• [Ringkasan Tugas]: Bisakah Anda menyalin ulang, tanpa perubahan sedikit pun, hanya baris-baris catatan di bawah yang terletak antara baris yang memuat "Task: If you could tag each instance of the forested" dan baris yang memuat "<point>516,522</point>", kedua baris itu termasuk?

• [Data Masukan]:

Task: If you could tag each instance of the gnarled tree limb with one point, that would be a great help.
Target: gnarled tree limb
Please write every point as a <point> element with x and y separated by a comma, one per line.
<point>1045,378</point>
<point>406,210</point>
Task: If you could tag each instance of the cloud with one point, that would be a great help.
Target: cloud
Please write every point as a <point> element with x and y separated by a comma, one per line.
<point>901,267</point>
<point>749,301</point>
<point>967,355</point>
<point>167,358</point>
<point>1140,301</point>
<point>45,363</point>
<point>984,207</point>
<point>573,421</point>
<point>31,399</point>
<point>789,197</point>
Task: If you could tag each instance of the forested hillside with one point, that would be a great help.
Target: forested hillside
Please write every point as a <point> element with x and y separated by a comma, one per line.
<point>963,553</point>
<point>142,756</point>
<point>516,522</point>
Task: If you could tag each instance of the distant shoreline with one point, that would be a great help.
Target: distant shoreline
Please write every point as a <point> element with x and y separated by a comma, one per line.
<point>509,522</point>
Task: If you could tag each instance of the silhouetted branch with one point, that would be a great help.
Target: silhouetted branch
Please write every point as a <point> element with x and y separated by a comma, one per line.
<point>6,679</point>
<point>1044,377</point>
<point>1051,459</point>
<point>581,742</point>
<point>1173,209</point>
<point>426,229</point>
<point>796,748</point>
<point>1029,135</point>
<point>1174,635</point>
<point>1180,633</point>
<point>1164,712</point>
---
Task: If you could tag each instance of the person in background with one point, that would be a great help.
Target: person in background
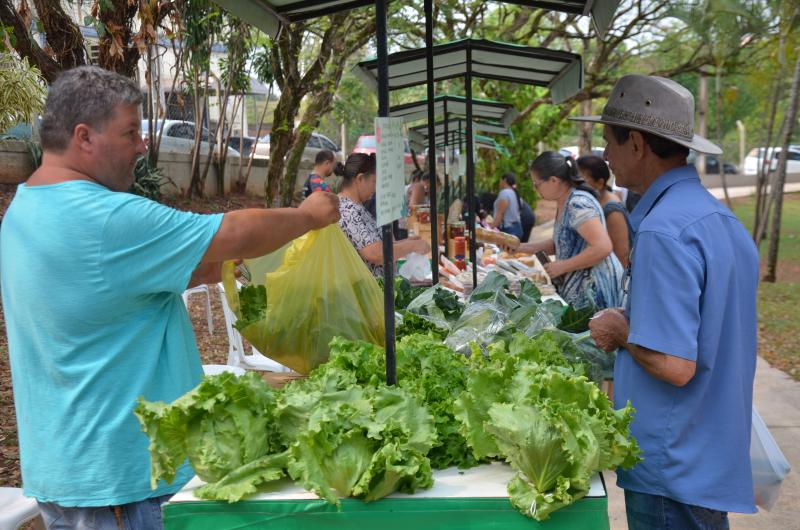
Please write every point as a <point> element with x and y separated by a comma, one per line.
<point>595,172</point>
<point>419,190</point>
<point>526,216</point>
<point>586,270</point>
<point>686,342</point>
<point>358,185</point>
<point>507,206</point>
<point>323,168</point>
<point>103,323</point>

• [Keluaran Lengkap]:
Task: If you could tag each instance of the forested hillside with one point, that would be a great help.
Target: forested hillside
Please write every point as a <point> element with x and y separated by a comma, one per line.
<point>963,553</point>
<point>142,756</point>
<point>516,522</point>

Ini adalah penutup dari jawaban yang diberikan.